### The problem
In the stretch of records from the line containing "query (the noun phrase to segment): poster" through the end of the records, swap "stacked brick" for "loose brick" and reproduce those lines with nothing else changed.

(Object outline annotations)

━━━━━━━━━━━━━━━━

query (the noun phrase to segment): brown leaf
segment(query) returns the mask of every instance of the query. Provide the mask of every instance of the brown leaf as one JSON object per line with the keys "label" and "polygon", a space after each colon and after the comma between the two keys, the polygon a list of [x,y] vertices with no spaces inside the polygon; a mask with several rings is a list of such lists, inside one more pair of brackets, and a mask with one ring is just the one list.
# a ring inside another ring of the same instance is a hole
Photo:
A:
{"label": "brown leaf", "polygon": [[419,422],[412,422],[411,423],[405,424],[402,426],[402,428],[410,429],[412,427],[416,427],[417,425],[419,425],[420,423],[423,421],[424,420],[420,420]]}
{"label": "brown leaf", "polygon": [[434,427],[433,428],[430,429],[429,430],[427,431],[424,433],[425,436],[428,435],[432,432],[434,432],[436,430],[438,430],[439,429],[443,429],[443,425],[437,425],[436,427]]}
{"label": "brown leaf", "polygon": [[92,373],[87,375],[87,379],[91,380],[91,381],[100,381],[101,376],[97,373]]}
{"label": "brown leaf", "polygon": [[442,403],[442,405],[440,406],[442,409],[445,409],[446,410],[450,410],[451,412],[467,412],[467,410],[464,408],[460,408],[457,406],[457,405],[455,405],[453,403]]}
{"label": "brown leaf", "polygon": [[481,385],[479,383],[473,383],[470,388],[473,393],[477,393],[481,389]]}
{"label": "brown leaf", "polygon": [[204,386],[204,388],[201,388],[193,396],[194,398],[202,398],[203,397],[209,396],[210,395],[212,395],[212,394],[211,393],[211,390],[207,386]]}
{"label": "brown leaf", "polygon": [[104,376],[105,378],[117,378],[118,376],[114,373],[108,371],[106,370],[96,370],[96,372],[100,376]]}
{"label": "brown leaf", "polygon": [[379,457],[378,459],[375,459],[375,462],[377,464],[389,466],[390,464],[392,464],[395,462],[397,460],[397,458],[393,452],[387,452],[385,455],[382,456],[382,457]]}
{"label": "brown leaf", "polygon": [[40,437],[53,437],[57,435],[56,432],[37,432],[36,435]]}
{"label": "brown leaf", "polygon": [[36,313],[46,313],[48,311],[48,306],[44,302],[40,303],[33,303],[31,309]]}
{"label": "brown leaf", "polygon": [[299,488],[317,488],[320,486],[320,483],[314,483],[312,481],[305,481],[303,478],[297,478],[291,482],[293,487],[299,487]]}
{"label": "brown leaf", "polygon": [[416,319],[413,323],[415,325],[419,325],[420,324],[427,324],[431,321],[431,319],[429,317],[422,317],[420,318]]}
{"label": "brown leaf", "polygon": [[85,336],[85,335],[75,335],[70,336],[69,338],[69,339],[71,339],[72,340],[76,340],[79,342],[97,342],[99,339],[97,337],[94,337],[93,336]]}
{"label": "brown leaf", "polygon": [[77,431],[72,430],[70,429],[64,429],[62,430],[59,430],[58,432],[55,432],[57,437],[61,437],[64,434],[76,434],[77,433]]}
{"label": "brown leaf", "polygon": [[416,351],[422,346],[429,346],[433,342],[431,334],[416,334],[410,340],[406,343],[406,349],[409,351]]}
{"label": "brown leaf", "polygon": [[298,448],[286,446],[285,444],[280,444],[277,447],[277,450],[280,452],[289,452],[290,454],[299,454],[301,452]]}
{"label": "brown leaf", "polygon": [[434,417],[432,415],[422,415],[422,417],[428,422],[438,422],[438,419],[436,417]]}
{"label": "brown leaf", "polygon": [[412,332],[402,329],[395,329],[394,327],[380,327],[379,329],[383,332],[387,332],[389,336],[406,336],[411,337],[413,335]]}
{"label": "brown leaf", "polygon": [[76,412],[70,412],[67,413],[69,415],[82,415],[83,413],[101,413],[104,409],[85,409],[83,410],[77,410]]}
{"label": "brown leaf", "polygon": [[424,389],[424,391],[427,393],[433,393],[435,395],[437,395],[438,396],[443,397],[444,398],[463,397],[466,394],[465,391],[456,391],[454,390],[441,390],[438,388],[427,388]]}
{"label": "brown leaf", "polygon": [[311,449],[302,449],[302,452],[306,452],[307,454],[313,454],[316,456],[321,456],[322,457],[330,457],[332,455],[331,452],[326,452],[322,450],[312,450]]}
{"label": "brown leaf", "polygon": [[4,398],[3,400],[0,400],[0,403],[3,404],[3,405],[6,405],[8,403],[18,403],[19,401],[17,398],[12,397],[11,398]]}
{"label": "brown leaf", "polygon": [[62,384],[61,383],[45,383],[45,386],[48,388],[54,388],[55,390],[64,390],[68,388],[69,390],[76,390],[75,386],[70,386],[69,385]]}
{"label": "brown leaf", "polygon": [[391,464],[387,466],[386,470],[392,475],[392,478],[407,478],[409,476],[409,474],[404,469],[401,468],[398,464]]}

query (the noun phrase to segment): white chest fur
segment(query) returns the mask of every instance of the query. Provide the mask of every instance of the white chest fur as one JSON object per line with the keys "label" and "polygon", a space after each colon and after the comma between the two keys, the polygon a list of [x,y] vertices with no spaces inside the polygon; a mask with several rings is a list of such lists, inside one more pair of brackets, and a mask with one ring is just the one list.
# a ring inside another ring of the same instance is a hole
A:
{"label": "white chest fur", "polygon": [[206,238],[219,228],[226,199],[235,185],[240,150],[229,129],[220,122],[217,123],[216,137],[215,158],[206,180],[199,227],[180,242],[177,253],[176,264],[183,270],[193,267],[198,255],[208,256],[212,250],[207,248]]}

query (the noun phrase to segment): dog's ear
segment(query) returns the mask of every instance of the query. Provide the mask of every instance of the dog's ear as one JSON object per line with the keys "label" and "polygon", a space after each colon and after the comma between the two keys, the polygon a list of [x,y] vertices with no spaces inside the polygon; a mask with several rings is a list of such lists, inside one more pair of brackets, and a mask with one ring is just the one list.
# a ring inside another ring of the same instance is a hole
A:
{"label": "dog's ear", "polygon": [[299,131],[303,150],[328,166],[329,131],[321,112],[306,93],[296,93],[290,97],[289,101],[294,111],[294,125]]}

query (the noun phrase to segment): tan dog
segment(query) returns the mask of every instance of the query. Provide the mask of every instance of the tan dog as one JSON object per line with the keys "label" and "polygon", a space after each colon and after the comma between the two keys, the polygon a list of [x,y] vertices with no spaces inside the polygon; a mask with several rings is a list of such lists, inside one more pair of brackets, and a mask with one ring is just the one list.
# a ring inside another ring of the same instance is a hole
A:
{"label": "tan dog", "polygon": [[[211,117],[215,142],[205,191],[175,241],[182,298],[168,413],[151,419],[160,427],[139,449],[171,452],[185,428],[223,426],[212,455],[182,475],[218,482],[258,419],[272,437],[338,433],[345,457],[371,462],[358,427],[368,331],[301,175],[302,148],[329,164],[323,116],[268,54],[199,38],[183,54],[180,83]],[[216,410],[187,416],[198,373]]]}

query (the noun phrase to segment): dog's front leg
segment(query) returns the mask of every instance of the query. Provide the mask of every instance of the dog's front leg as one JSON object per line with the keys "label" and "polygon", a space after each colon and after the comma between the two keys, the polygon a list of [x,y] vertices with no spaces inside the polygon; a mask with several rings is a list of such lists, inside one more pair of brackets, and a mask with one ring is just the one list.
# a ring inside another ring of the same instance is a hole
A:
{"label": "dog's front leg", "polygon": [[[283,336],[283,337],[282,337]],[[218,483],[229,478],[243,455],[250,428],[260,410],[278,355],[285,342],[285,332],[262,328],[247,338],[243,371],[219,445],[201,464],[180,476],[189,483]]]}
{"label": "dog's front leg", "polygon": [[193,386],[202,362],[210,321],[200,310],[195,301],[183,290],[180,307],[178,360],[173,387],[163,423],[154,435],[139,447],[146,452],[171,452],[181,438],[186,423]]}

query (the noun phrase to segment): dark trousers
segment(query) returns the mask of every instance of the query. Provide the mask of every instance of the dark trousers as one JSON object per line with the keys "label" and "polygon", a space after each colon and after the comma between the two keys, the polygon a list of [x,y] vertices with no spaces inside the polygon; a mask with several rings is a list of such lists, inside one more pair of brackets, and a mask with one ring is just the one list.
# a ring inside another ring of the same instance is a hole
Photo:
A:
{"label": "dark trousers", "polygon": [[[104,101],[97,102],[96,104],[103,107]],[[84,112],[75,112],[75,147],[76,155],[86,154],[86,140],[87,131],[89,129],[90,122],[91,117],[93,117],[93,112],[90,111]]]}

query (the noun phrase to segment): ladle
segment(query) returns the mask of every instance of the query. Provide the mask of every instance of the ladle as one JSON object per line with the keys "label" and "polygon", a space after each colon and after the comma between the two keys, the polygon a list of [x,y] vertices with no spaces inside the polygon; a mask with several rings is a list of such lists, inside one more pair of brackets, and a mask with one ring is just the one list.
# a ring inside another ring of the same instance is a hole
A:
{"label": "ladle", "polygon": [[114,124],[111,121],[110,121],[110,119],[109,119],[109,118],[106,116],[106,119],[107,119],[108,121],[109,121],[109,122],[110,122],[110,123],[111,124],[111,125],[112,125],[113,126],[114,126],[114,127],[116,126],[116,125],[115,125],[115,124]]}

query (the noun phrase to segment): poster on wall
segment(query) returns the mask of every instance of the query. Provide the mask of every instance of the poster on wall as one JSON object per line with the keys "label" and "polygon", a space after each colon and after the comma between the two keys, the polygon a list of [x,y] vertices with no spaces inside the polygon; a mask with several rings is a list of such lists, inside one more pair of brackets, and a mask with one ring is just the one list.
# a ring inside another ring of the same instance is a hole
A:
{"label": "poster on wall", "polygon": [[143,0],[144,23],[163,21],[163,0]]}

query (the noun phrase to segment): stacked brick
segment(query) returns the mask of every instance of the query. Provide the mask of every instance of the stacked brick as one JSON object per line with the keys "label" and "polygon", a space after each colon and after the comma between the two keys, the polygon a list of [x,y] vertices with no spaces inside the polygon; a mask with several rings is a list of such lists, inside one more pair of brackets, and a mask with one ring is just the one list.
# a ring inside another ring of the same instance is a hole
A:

━━━━━━━━━━━━━━━━

### Answer to this task
query (the noun phrase to segment): poster on wall
segment(query) returns the mask of every instance of the query. Provide the mask of every instance of the poster on wall as one JSON object per line with the keys "label" and "polygon", a space after each colon and after the comma between the two keys, the polygon a list of [x,y] vertices with no spaces inside the polygon; a mask with several rings is a list of such lists, inside one more pair of brackets, and a mask with one ring is just the one list.
# a ring inside another ring of the same instance is a hole
A:
{"label": "poster on wall", "polygon": [[143,0],[144,23],[163,21],[163,0]]}

query (the noun phrase to segment): loose brick
segment(query) returns the mask of every instance of the query. Provide the mask of every instance of the loose brick as one JSON object per line with the keys "label" and "polygon", a space after each colon and after the comma between the two keys, the polygon a list of [x,y] vertices with no spaces inside the polygon; a mask with several rings is a list of such lists, inside one more pair of brackets, and a mask with one ring is just the one list.
# a ring inside another ring of the same instance is a hole
A:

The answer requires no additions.